-- Data records follows --

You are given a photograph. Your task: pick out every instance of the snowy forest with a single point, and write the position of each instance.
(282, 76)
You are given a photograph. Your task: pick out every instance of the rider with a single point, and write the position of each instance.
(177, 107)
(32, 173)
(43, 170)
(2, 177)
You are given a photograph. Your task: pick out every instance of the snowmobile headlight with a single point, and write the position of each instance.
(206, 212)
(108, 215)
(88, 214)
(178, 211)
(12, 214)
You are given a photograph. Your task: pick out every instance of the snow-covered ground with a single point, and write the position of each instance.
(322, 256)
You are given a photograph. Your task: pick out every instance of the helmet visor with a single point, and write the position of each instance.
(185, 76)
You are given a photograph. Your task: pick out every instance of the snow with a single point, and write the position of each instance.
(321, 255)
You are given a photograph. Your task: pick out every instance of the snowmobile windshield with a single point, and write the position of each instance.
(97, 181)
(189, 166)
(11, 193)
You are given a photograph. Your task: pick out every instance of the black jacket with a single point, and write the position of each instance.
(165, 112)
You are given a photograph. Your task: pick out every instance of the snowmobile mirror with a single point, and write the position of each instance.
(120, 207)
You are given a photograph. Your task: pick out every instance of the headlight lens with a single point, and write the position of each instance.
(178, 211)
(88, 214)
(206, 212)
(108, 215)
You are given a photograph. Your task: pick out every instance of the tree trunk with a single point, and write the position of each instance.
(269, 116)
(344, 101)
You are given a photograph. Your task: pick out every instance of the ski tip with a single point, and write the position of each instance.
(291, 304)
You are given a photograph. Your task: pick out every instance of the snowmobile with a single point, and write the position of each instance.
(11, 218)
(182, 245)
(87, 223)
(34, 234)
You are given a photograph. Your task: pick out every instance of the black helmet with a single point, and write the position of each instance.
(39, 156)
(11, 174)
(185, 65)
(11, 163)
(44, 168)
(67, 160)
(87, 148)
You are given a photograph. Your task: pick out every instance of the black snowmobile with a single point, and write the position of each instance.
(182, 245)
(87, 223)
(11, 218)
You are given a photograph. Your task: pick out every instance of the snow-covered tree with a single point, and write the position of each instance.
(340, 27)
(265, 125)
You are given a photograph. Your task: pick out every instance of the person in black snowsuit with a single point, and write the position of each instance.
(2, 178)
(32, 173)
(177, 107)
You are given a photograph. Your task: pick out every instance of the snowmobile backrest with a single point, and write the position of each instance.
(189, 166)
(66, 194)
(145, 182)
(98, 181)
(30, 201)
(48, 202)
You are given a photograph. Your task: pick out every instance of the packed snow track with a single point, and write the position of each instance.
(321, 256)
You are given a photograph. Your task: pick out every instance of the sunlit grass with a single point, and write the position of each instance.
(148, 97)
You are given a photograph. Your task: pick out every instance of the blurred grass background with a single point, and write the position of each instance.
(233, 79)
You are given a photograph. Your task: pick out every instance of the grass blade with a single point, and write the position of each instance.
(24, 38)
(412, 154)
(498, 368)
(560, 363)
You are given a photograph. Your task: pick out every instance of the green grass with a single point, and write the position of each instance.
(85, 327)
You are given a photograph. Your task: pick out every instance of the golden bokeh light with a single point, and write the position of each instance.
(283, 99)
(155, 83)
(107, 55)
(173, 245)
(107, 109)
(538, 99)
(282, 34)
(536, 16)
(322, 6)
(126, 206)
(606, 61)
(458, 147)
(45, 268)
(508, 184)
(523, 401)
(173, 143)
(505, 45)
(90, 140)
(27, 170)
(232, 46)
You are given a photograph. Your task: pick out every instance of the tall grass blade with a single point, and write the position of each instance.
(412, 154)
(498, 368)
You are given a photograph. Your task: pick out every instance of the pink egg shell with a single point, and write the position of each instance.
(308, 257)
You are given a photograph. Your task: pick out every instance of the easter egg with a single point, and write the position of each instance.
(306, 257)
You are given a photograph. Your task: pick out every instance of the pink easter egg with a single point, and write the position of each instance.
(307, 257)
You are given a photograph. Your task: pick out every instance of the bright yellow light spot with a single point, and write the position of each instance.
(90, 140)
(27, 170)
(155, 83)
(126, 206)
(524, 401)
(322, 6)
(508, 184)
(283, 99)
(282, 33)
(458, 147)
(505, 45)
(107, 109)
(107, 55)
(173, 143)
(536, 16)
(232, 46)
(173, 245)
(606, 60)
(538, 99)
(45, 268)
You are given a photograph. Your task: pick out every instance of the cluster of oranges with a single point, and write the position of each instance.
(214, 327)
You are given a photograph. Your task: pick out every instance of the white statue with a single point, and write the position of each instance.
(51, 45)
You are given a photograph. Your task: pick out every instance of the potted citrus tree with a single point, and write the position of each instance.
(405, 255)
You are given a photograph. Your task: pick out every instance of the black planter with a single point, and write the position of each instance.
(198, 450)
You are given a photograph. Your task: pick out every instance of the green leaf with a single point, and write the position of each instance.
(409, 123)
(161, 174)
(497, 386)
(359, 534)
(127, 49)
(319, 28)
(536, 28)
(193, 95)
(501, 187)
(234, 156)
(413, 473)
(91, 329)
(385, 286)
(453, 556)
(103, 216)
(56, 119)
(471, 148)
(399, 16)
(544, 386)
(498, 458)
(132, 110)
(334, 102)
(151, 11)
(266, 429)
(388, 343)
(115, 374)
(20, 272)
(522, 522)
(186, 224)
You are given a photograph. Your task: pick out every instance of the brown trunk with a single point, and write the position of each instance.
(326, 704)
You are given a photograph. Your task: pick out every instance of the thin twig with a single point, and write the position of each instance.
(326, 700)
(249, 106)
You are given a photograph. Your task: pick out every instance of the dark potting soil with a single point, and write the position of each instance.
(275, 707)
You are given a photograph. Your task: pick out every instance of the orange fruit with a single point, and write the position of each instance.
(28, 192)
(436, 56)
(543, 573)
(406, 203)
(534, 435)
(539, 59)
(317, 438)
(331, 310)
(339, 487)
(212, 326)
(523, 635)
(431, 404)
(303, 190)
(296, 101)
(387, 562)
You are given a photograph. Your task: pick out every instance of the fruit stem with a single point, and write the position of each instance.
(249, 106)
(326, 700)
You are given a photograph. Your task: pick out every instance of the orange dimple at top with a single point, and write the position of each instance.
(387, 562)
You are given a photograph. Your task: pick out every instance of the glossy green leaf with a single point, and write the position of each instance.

-- Data records concluded --

Exercise => Would you restate word for word every line from the one holding "the orange fruit" to the end of the entries, both ends included?

Task solution =>
You are given a photograph. Your task: pick out every instance of the orange fruit with a single point, and write the position of each instance.
(28, 192)
(436, 56)
(543, 573)
(406, 203)
(534, 435)
(539, 59)
(317, 438)
(331, 310)
(339, 487)
(212, 326)
(523, 635)
(431, 404)
(303, 190)
(296, 101)
(387, 562)
You are given a photograph. Your task: pick out every instance of the fruit stem with a single point, and write the position of each instance.
(249, 106)
(326, 700)
You are given a photograph. Your task: pick out every instance of the orange dimple at top with a single point, and write the position of each instance.
(387, 562)
You are given a photograph. Your task: pick out every instance of the glossy green leaf with a single point, and write the position of each instance.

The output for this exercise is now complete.